Directions: Each entry here needs to be given again exactly.

-------

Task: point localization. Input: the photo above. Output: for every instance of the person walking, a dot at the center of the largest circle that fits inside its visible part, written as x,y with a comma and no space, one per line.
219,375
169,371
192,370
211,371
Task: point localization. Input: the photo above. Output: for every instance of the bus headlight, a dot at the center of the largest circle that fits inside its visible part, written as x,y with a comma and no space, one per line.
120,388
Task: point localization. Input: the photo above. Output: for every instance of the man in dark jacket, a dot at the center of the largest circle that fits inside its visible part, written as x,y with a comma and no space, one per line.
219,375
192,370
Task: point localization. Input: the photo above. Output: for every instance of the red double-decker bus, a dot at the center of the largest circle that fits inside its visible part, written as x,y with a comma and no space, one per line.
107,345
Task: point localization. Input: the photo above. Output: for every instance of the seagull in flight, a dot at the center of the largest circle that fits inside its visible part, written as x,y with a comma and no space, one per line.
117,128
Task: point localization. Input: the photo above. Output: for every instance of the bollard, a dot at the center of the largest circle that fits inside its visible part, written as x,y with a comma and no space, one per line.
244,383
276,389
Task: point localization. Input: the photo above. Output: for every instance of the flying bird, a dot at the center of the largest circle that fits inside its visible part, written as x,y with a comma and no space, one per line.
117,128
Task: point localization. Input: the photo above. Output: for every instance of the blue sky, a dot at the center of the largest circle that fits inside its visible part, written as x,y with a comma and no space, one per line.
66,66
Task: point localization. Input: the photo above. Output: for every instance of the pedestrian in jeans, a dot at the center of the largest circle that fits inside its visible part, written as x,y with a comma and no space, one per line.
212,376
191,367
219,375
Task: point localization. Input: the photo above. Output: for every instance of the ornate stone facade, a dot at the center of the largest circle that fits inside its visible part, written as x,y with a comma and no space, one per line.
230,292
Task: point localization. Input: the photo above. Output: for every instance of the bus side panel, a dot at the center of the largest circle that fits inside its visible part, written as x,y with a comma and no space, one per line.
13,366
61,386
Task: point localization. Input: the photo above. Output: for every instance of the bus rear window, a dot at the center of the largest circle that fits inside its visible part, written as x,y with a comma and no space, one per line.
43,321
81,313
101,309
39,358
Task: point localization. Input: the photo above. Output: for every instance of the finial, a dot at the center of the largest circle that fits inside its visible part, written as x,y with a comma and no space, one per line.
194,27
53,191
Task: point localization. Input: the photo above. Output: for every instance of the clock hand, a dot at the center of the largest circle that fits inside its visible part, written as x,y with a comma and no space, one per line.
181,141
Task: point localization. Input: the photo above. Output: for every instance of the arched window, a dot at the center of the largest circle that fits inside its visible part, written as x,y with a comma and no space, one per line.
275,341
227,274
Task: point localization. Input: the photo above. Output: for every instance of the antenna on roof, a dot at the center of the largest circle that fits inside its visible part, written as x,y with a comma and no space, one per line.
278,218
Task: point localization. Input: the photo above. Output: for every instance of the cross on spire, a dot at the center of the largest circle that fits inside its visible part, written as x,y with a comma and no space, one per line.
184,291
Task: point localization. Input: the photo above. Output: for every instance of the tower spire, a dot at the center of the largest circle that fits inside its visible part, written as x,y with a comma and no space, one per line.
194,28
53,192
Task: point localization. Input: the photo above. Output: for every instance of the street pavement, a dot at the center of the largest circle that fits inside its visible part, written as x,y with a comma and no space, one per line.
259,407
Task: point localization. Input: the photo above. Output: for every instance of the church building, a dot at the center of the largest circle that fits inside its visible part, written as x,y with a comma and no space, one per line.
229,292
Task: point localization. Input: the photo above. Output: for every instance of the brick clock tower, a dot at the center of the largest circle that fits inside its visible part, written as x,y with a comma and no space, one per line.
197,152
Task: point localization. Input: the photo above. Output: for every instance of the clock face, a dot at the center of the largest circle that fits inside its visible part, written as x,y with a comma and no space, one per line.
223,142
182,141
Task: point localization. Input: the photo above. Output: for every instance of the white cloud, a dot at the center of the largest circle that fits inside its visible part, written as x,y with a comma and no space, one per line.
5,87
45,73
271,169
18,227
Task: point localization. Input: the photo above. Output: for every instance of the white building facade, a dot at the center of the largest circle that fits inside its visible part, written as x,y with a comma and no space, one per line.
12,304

-------

Response box:
Task: point localization. Input: the photo above. Output: for every instance of the person walking, a dot at the center of the largest circle that fits inside its visible part, written as x,y with a comma and no space, one per line.
219,375
169,371
192,370
211,371
Task: point localization. Input: the photo above. Output: for every instance of the bus headlight, a dot at the center of the largest circle that fits inside its visible part, written as x,y with a comma and no space, one per line.
120,388
Task: point localization. Input: the photo above. Output: for every instance of the man in dark jacket, a dot at the center of the largest circle that fits inside its visible part, written as x,y with a comma and no space, one per line.
219,375
192,370
Task: point localization. Input: the photo above. Output: for every instance of the red double-decker bus, a dot at the center of the largest circle that fits inside its visible part, written as x,y with a comma and no space, one per line.
107,345
Task: point localization. Input: the photo above. Output: for every instance of the seagull in flight, a dot at the center of the largest circle that fits inside its visible part, written as x,y with a comma and no space, one per line.
117,128
Task: point localization. Input: the photo above. Output: for every instance of the bollard, a dot at the center of the largest circle that fits inside its visible part, written as x,y with a comma and no space, one per line.
244,383
276,389
Task: point localization. Input: the photo above. Output: for every instance of the flying bird, a dot at the center of the largest circle that fits inside its visible part, written as x,y with a comma and no space, one per line.
117,128
Task: point localization. Input: the photo above. Output: for every instance of the blue sky, a dot at the center of the largest circle that fits inside its visible part, written as x,y with a comma and no space, one per line.
66,66
Task: point localization. Input: the photo above. Output: for every instance of the pedestrian in jeans, a dot at the center of the largest circle that fits inside its visible part, written as x,y with a comma and no space, one per line.
212,376
191,367
219,375
Task: point localization. Input: the photo above. Output: for every instance of the ornate stone facade, a dot at the center of the largest circle that fits inside its visible part, written as x,y with a comma and no space, one per line.
230,292
Task: point localization. Input: the photo above. Output: for every instance of the bus side panel, a dot at the center of the largest circle that fits inside its visible part, written as x,y with a comma and no space, one per line.
13,366
61,386
Task: point localization. Input: the photo above. Output: for every instance of the bus rear window, a dot at the center of the largest circle that fits inside its visible part, written as x,y with a comma and no space, one per line.
43,321
81,313
101,309
39,358
Task: point localization. Input: the photo above. Output: for every instance of the finial, a dot at the center of the largest circle that fits inside its visible part, written as x,y with a comma and no space, one per line.
194,27
53,191
Task: point localization. Input: the photo above. Output: for every instance of the clock hand, a dot at the center of the largest circle that fits inside its visible part, written as x,y with a comma and no space, one per line.
181,141
Task: point localization. Input: the photo above. Output: for every instance of the arched window, a dot at the center of the largest circle that fits inside its visible part, written as x,y with a comma and no space, one per line.
275,341
227,274
Task: point localization. Input: the photo above. Output: for every instance of the antenna on roof, a dot at the center of the largest circle that fits inside its visible part, written as x,y with a comma and no space, one per line.
278,218
Task: point localization. Input: the photo above. Output: for every instance of the cross on spire, a dot at the center of the largest circle that fits inside its visible part, written as x,y with a comma and no space, one per line.
184,291
Task: point localization. Input: the photo above. Output: for every instance of the tower spire, a dot at the center of the largest circle that fits inside its visible part, written as x,y with a comma and no space, one per line.
194,28
53,192
Task: point localization. Input: the photo above. Output: for every instance of the street pavement, a dot at the center of the largest circle that fits inside its visible part, written as x,y with a comma and no space, one per line.
259,407
Task: point localization. Input: the photo above. Output: for every instance of the church building, a dot at the center of the largest circle that fits inside its visible part, written as x,y with a comma and no space, one per line.
229,292
Task: point localization. Input: the photo above. Output: for every instance of the brick clock tower, a dot at the center of the largest circle that fits inside its visible part, written as x,y with a comma and no space, one per line.
197,152
Task: point localization. Input: the photo above. Output: for every instance of the clock face, a dot at the center of the largest circle that fits inside its visible part, written as x,y with a comma and no space, one per line.
223,142
182,141
Task: point localization. Input: the photo above. Output: for every instance of the white cloud, a dot at the center of the largest circle that fits inside its visible part, written as x,y with a comma and no space, one per line.
5,87
45,73
271,169
18,227
Task: point localization. Input: the photo above. Output: for every instance of the white building facade, a dot at the center of the largest circle that fits inside its visible part, written as x,y with a comma and no space, one per line.
12,304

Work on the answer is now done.